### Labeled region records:

★ ★ ★ ★ ★ ★ ★

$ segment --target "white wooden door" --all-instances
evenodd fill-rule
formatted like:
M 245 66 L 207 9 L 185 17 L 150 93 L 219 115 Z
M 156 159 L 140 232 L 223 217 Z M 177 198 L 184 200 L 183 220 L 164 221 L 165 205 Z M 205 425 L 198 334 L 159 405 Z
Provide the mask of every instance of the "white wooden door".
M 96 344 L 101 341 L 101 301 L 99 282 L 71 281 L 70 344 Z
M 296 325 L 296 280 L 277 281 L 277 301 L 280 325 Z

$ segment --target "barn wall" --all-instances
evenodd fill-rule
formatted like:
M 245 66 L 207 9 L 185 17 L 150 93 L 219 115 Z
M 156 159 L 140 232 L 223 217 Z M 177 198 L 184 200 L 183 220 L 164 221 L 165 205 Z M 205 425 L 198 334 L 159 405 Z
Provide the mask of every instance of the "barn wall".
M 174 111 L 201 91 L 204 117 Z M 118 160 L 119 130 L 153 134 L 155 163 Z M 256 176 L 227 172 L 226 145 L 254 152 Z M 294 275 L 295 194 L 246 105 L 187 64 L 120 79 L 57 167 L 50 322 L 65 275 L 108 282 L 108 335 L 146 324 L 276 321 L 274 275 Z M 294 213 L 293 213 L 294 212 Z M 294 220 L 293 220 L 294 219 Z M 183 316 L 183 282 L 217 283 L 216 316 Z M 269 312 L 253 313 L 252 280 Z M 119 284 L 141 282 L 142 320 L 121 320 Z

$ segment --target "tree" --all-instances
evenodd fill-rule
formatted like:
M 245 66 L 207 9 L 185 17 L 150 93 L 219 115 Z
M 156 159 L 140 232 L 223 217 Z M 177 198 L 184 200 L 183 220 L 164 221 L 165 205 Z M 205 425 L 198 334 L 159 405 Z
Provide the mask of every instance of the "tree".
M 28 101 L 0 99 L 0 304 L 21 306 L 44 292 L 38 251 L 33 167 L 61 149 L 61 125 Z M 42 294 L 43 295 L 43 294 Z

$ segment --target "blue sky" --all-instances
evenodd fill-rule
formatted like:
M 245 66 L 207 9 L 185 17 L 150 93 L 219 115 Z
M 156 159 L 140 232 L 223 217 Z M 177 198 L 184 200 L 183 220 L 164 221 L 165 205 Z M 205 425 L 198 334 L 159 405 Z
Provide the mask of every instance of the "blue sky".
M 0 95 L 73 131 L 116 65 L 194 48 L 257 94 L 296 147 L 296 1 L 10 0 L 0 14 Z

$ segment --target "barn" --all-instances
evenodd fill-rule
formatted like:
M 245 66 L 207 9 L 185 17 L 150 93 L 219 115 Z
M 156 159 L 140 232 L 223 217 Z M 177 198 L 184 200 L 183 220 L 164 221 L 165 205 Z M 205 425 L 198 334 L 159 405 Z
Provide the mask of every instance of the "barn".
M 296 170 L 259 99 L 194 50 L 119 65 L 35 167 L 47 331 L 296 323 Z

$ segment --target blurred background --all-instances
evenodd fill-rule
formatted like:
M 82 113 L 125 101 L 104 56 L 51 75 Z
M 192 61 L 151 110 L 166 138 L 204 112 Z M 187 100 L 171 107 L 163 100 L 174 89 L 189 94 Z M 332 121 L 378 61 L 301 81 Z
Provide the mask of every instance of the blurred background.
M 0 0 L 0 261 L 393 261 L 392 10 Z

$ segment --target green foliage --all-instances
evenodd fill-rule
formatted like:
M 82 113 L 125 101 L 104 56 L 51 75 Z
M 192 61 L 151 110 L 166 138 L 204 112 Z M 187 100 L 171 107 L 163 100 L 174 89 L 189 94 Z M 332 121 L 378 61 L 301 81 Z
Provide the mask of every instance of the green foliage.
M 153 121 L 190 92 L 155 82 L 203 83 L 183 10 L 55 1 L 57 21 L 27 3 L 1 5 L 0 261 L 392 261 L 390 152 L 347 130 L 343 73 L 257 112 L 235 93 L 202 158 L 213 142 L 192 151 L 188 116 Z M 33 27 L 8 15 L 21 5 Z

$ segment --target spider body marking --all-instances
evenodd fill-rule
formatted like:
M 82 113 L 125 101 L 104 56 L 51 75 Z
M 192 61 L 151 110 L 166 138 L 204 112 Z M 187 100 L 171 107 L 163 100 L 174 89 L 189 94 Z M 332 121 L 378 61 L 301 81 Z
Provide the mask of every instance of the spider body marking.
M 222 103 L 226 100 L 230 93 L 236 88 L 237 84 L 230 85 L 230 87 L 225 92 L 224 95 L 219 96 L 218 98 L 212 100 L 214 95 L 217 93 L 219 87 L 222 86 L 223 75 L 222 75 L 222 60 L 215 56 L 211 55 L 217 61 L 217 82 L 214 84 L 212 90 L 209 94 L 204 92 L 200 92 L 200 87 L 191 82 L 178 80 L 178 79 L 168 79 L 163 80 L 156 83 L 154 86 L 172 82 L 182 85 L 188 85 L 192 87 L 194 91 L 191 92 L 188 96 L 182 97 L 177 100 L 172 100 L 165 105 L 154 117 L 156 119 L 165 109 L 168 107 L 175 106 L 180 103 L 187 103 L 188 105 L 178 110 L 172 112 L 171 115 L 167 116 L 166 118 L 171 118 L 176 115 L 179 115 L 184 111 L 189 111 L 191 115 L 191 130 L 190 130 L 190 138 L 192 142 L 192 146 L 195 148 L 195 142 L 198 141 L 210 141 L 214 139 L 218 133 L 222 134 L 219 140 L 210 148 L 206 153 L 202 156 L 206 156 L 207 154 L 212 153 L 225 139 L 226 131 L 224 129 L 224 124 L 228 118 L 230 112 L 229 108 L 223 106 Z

★ ★ ★ ★ ★ ★ ★

Copy the stretch from the start of the rows through the line that contains "M 28 101 L 0", changing each "Provide" to "Return". Keep everything else unchanged.

### OUTPUT FOR THIS EXERCISE:
$ segment --target "white wooden door" --all-instances
evenodd fill-rule
formatted like:
M 245 66 L 207 9 L 185 17 L 150 93 L 219 115 Z
M 156 159 L 140 232 L 223 217 Z M 177 198 L 184 200 L 183 220 L 164 221 L 165 205 Z M 205 425 L 198 334 L 159 405 Z
Return the mask of every instance of the "white wooden door".
M 96 344 L 101 341 L 101 301 L 99 282 L 71 281 L 70 344 Z
M 296 325 L 296 280 L 277 281 L 277 301 L 280 325 Z

$ segment --target "barn wall" --all-instances
evenodd fill-rule
formatted like:
M 245 66 L 207 9 L 185 17 L 150 93 L 219 115 Z
M 156 159 L 140 232 L 223 217 Z M 177 198 L 184 200 L 183 220 L 164 221 L 165 205 Z M 205 425 L 198 334 L 159 405 Z
Return the mask of every instance of the "barn wall".
M 174 111 L 201 91 L 204 117 Z M 118 160 L 119 130 L 153 134 L 155 163 Z M 256 176 L 227 172 L 226 145 L 254 152 Z M 294 275 L 295 194 L 246 105 L 187 64 L 120 79 L 57 167 L 50 322 L 65 275 L 108 282 L 108 335 L 146 324 L 276 321 L 274 275 Z M 294 213 L 293 213 L 294 212 Z M 294 220 L 293 220 L 294 219 Z M 183 316 L 183 282 L 217 283 L 216 316 Z M 269 312 L 253 313 L 252 280 Z M 119 284 L 141 282 L 142 320 L 121 320 Z

$ segment --target "tree" --all-instances
evenodd fill-rule
formatted like:
M 245 66 L 207 9 L 185 17 L 150 93 L 219 115 Z
M 156 159 L 140 232 L 223 217 Z M 177 198 L 184 200 L 183 220 L 164 221 L 165 205 Z M 205 425 L 198 334 L 159 405 Z
Return the mask of every instance of the "tree".
M 28 101 L 0 99 L 0 304 L 21 306 L 44 292 L 38 251 L 33 167 L 61 149 L 61 125 Z M 42 294 L 43 295 L 43 294 Z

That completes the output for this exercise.